== Parts of the exercise ==
1/ What position does Ihmir Smith-Marsette play, according to the Iowa football article?
2/ Write the next part of the Iowa football article, picking up after its final sentence.

Iowa Football

Iowa tight ends and receivers: Getting to the chain reaction

Yes, things might route through tight end Noah Fant and, yes, that should help everyone

Iowa Hawkeyes tight end Noah Fant (87) catches a pass while he is being photographed on the practice field at the Hansen Football Performance Center during the 2018 University of Iowa Football Media Day in Iowa City on Friday, August 10, 2018. (Cliff Jette/The Gazette)
Iowa Hawkeyes tight end Noah Fant (87) catches a pass while he is being photographed on the practice field at the Hansen Football Performance Center during the 2018 University of Iowa Football Media Day in Iowa City on Friday, August 10, 2018. (Cliff Jette/The Gazette)

IOWA CITY — The goal is a chain reaction.

If the defense wants to take away Iowa tight end Noah Fant, something has to give. The something could be fellow tight end T.J. Hockenson, wide receiver Ihmir Smith-Marsette, running back Ivory Kelly-Martin or who knows.

The goal is a chain reaction.

“If the defense is focused on me, it’ll open them up,” Fant said. “If the defenses focus on them, it’ll open me up. It’s team football and that’s really exciting for me. I totally believe my guys are going to get open and they’re going to catch the ball and they’re going to do what they’re supposed to do.”

Fant is the Iowa skill player with the profile. More often than not this season, he’ll be the one the defense has the eye in the back of its head on.

== Object position labeling entries ==
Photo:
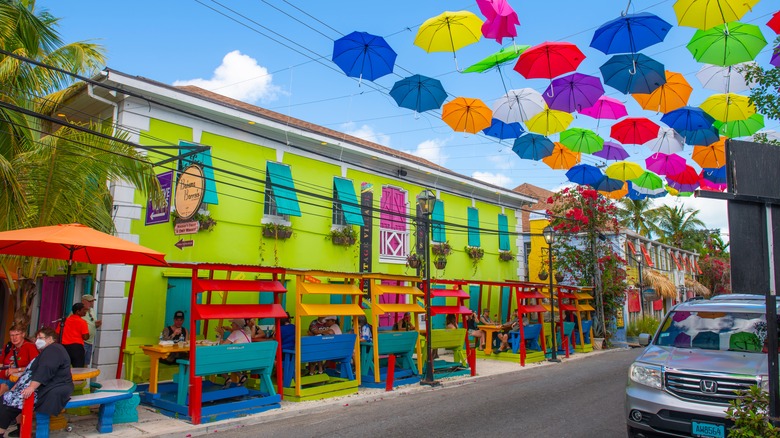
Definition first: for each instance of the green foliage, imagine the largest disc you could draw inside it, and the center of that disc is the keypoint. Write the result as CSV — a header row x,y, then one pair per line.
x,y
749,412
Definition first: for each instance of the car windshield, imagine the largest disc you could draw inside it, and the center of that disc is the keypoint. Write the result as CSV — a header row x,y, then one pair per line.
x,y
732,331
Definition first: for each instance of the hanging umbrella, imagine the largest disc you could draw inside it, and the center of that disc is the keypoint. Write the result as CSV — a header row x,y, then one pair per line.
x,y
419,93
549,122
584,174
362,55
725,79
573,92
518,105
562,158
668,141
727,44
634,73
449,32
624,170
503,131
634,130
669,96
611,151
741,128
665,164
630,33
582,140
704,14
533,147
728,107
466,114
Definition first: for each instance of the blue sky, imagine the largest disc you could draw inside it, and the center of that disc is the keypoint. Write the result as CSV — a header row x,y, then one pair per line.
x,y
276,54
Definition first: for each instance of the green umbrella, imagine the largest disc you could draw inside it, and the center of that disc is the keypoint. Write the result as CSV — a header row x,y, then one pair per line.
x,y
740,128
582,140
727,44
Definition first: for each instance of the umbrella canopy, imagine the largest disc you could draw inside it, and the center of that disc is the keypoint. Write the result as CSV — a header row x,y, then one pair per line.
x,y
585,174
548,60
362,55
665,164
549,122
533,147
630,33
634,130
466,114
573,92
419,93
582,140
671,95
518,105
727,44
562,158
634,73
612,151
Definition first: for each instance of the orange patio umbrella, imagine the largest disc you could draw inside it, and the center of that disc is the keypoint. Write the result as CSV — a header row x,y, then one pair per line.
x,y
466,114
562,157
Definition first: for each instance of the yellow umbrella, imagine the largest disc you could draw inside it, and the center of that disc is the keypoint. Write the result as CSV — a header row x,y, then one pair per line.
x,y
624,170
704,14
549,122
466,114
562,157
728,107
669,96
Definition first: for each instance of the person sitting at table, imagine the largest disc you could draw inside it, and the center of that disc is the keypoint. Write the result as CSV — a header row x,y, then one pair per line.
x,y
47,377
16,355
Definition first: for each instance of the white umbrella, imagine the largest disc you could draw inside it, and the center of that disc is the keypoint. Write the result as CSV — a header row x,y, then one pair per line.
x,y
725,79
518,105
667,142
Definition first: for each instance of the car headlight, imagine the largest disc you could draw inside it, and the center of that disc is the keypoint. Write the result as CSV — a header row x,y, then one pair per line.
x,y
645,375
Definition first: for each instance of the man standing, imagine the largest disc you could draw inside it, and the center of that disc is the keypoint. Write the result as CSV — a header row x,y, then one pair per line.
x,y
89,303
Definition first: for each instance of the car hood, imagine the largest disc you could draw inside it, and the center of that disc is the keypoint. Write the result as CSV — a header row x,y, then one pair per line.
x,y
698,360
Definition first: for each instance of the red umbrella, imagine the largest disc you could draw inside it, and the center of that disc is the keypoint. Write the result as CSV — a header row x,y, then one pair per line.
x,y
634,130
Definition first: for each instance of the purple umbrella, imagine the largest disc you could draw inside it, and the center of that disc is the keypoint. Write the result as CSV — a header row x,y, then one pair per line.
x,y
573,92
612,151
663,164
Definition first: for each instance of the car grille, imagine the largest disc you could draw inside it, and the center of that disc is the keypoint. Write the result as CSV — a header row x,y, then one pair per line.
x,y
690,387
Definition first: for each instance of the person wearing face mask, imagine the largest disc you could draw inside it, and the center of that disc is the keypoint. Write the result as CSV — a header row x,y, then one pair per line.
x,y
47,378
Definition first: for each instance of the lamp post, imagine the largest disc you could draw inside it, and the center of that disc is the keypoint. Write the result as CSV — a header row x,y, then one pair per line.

== Results of the tasks ==
1/ Wide receiver.

2/
Fant, a junior, is 6-foot-5, 241 pounds and, last season, he demonstrated he knows routes, timing and can see the bigger concepts in what offensive coordinator Brian Ferentz wants to do with the offense. Fant set the school mark with 11 touchdown receptions to tie for the national lead among tight ends. His average of 16.5 yards per catch easily led the tight end category nationally and was third in the Big Ten, regardless of position. He finished with 30 catches for 494 yards.

“He’s always going to be able to run fast, he’s always going to be able to jump high (42-inch vertical this spring), he has real physical ability,” Brian Ferentz said. “The faster he picks up on the mental things and just the obvious things that will help him play faster, that’s where the growth will come.”

Fant earned his clicks on the opponent’s iPad when it comes to scouting Iowa. That happened last year. Part of what helped deliver a great season for Fant was the way Iowa moved him around and found matchups. Fant motioned left and all of the sudden a 5-11 corner is trying to defend him on purposely targeted high pass.

There’s no knowing that now. Everything is based on what the defense wants to take away. So the “motioning Fant” and the “finding mismatches” questions don’t get very far, but that is obviously something Brian Ferentz has considered and has already practiced.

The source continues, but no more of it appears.